▶ [Information shown]:
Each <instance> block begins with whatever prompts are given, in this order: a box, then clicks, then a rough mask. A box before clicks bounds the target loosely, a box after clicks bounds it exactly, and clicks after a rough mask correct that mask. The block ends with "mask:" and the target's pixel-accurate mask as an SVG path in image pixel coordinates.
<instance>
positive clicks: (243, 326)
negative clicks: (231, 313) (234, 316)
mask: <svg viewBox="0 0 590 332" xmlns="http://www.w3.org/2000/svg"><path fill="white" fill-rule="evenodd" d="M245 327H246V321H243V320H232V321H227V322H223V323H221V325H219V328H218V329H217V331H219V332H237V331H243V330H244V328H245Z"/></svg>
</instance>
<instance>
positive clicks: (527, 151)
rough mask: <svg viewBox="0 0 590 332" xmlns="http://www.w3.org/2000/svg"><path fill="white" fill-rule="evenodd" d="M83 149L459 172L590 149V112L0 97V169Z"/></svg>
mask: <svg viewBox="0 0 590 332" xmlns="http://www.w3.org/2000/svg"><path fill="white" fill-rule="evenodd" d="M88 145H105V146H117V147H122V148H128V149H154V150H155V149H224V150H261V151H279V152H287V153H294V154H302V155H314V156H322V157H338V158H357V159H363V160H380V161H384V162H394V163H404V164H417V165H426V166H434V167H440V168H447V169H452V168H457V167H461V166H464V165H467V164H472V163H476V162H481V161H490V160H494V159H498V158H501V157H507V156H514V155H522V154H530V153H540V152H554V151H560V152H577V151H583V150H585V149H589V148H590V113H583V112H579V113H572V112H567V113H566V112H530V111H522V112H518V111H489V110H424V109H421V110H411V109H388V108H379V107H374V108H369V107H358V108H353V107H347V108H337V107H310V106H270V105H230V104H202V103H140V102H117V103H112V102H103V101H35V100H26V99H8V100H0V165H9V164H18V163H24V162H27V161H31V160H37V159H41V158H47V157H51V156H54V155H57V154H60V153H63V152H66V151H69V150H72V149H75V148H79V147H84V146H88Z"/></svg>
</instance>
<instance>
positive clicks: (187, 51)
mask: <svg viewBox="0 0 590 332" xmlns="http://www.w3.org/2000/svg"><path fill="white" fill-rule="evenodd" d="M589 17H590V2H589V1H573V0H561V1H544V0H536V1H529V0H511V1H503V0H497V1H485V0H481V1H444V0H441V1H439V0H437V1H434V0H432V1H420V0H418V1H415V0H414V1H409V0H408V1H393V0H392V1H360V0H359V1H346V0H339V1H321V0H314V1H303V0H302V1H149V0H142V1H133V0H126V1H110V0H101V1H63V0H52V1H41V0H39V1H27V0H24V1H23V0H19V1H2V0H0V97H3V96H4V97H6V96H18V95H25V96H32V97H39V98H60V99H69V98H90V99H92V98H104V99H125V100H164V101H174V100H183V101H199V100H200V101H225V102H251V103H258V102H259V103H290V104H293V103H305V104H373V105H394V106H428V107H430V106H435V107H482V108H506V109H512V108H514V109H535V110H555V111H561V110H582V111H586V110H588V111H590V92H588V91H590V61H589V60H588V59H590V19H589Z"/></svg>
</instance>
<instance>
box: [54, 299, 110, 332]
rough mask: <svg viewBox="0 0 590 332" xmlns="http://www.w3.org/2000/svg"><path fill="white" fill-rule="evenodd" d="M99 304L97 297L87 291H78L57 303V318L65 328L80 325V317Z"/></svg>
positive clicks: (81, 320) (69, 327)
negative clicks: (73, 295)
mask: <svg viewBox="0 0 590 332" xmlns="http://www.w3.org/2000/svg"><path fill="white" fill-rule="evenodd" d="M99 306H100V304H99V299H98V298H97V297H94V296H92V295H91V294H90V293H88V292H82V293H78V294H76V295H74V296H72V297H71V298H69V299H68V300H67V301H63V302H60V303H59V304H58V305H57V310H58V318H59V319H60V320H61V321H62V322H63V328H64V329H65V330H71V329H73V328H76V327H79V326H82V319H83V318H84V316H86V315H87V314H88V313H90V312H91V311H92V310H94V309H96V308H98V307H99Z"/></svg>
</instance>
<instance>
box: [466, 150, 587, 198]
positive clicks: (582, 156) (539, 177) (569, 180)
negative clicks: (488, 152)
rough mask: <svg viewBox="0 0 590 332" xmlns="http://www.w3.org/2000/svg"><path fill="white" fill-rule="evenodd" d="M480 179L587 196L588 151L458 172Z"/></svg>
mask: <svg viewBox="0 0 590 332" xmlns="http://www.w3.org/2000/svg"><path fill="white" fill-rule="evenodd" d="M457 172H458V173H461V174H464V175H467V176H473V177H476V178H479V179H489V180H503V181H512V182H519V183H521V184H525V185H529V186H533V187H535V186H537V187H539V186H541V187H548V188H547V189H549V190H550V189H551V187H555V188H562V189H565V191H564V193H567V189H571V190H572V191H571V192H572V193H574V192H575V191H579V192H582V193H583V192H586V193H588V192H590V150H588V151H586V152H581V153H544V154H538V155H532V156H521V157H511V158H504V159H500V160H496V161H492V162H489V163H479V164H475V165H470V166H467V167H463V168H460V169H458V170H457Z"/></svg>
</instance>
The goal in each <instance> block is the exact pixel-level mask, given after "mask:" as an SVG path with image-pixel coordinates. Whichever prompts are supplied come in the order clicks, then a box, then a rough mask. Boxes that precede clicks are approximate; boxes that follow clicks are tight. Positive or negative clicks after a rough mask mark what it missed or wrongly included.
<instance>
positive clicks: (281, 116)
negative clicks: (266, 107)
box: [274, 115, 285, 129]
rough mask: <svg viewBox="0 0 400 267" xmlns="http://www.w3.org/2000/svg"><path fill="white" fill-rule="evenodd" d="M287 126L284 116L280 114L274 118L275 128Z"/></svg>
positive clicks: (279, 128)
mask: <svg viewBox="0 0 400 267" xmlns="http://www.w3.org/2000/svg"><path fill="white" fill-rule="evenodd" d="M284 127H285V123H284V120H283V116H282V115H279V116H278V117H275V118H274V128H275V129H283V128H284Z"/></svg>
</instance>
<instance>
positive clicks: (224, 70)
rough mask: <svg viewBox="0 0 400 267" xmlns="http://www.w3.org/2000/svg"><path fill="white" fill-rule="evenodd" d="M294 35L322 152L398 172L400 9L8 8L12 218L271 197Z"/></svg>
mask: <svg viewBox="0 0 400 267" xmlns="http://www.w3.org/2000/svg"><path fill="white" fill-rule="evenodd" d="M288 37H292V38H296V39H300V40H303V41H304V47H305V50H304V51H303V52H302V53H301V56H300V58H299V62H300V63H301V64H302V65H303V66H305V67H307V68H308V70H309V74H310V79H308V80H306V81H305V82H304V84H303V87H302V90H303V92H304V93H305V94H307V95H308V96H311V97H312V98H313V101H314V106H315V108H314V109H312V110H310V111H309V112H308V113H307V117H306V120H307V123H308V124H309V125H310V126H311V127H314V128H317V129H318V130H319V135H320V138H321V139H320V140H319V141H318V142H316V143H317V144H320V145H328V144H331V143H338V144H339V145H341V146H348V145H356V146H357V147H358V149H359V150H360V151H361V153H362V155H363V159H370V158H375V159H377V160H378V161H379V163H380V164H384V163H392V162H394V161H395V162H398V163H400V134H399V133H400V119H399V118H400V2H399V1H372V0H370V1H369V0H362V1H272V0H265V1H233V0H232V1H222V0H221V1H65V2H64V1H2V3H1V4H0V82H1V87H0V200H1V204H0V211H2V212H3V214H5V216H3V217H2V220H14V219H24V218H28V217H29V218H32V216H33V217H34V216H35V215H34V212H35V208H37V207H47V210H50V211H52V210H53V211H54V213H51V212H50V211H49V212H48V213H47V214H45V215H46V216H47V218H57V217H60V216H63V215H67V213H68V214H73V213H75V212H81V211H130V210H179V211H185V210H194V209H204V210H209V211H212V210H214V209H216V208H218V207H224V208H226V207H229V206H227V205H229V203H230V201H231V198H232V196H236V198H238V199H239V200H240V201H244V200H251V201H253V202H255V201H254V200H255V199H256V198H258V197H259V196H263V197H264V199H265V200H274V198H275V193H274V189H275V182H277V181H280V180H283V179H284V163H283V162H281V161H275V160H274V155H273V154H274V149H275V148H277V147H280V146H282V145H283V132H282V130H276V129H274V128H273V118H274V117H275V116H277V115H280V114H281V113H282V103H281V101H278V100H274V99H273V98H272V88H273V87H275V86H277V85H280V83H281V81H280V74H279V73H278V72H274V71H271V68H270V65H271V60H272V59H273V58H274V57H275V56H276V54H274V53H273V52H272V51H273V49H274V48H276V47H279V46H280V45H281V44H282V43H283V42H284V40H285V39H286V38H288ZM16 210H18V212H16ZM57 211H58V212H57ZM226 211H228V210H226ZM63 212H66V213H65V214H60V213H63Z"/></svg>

▶ [Task statement]:
Transcribe each line of the data above, unaltered, from the one where "positive clicks: (281, 116)" appears to the one where "positive clicks: (224, 70)" appears, inclusive of both.

▶ [Answer for the task]:
positive clicks: (281, 116)
negative clicks: (266, 107)
box: [274, 115, 285, 129]
rough mask: <svg viewBox="0 0 400 267" xmlns="http://www.w3.org/2000/svg"><path fill="white" fill-rule="evenodd" d="M287 126L284 116L280 114L274 118L275 128Z"/></svg>
positive clicks: (279, 128)
mask: <svg viewBox="0 0 400 267" xmlns="http://www.w3.org/2000/svg"><path fill="white" fill-rule="evenodd" d="M284 127H285V123H284V120H283V116H282V115H279V116H278V117H275V118H274V128H275V129H283V128H284Z"/></svg>
</instance>
<instance>
positive clicks: (224, 70)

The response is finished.